- _Stated task 1_
Arrange the listing below as a Markdown table with the columns Row and Line, covering the lines from the one containing "If you could point to the stadium steel" through the end of the listing, inclusive, and leave out any blank lines.

- _Selection_
# Armholes too low- is tailoring practical?



## Dolman (Feb 27, 2003)

I just bought a sport coat for a very nice price, and it's off being slightly tailored right now (sleeve length).

My only issue with the coat was that when I raised my arms even somewhat, the whole side would lift up, and the shoulder (pad?) would bunch up.

I find this very unattractive and even a little cumbersome to move in, but my tailor brushed it off.

"Jackets weren't made for a lot of movement, and all of them are like that"

The effect is like this:

https://regent.blogs.com/.a/6a00d8341ca4b653ef010536e49798970b-800wi

Am I alone in thinking this is a problem?

And more importantly, can the jacket be altered to fit better?

(the sport coat is wool and black in color)


----------



## Scoundrel (Oct 30, 2007)

Is a suit that has full fitting sleeves in need of alteration? I should think not! In the readymade industry, "high arm holes" simply means the sleeves are tailored so they have a tapered look/feel. Thus, the tapering of a suit is based on personal preference. IIRC, a fuller fitting suit's sleeves cannot be tapered all the way. I recommend you leave the suit as is.

- _Stated task 2_
Pick up the forum thread above on low jacket armholes and continue it after its last sentence.

- _Material to process_
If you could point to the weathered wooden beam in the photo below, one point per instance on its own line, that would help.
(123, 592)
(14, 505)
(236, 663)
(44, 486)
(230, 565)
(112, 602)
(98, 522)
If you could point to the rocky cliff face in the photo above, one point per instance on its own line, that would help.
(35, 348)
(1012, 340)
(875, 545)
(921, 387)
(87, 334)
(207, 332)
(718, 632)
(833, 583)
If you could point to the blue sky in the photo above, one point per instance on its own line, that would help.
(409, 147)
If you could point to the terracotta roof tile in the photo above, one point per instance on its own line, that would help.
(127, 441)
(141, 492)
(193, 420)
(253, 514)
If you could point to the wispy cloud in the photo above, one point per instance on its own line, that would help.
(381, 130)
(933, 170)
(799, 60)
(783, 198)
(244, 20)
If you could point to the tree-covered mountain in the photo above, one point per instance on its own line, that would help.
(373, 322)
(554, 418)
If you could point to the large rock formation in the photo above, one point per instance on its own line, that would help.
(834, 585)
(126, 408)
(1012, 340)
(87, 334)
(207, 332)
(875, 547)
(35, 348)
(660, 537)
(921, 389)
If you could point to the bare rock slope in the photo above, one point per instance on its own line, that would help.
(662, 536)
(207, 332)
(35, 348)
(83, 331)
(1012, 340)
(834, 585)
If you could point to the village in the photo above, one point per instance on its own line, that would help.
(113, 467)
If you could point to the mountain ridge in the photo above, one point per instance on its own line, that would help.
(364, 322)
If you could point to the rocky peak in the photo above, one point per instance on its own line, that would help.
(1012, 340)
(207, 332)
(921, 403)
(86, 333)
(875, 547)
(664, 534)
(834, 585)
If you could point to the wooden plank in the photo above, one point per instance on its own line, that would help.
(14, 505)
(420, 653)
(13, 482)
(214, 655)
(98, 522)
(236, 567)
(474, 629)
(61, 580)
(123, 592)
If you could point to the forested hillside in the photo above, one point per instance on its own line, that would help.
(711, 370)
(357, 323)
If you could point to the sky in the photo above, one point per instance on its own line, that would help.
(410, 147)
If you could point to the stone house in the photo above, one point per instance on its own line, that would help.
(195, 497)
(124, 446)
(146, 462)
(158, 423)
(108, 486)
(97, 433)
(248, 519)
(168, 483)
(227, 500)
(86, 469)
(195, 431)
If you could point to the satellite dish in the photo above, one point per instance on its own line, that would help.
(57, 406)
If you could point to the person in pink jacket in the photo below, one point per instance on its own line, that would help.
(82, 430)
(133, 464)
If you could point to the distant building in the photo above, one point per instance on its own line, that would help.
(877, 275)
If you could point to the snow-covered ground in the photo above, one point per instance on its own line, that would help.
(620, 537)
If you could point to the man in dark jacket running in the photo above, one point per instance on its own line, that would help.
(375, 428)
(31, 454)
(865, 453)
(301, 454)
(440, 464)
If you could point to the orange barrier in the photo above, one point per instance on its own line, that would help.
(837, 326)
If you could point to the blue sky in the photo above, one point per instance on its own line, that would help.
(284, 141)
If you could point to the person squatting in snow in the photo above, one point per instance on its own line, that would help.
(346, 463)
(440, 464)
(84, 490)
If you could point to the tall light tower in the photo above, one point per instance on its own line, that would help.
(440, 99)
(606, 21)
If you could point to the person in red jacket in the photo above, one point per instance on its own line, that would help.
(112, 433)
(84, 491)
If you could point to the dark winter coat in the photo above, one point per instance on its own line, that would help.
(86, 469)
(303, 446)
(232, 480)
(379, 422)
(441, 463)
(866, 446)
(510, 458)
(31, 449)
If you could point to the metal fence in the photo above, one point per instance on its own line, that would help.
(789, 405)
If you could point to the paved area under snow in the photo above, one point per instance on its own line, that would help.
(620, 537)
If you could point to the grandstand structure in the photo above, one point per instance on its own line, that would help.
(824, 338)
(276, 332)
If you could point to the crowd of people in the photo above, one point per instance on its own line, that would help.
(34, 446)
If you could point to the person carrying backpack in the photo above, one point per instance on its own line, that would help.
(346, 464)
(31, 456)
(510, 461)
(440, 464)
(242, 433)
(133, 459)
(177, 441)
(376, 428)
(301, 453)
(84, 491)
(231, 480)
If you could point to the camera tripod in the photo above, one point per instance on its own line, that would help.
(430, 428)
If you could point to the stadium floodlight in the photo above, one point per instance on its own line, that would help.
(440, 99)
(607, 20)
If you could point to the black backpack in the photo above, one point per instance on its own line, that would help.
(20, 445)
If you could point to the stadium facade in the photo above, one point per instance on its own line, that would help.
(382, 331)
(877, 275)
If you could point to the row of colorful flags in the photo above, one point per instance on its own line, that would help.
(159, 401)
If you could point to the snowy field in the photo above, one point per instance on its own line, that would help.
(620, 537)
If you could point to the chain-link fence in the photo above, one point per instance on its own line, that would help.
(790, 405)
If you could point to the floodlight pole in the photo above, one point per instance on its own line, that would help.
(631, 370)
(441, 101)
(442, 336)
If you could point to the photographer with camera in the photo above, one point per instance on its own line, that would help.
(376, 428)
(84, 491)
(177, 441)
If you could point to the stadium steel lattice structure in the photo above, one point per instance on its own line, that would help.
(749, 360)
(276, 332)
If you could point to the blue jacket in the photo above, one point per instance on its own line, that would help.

- _Written reply 1_
| Row | Line |
|---|---|
| 1 | If you could point to the stadium steel lattice structure in the photo above, one point per instance on its own line, that would help. |
| 2 | (749, 360) |
| 3 | (276, 332) |
| 4 | If you could point to the blue jacket in the photo above, one point per instance on its own line, that would help. |

- _Written reply 2_
----------



## Scoundrel (Oct 30, 2007)

In the picture provided, he looks like he's wearing a suit that is too big for him (e.g., the shoulders are too wide). The issue is with the wrong suit size.


----------



## SeptemberSun (Aug 19, 2009)

This might help - for years I wore suit coats and blazers that were too big for me and I never noticed this problem. After going to several tailors and finding suit jackets that 'fit appropriately' I've found this same issue you are referring to. In the end I've decided to just deal with it...


----------



## amplifiedheat (Jun 9, 2008)

Scoundrel said:


> In the picture provided, he looks like he's wearing a suit that is too big for him (e.g., the shoulders are too wide). The issue is with the wrong suit size.


I believe that's a topcoat.


----------



## Ethologist (Sep 30, 2008)

Scoundrel said:


> In the picture provided, he looks like he's wearing a suit that is too big for him (e.g., the shoulders are too wide). The issue is with the wrong suit size.


Could it be that presidents must wear some type of bullet proof vest? But I guess, the suit could be tailored to remedy this problem.


----------



## flatline (Dec 22, 2008)

Scoundrel said:


> In the picture provided, he looks like he's wearing a suit that is too big for him (e.g., the shoulders are too wide). The issue is with the wrong suit size.


To be fair, that picture of president Obama is an overcoat, _not_ a suit.


----------



## Rowley (Jan 18, 2010)

Dolman said:


> I just bought a sport coat for a very nice price, and it's off being slightly tailored right now (sleeve length).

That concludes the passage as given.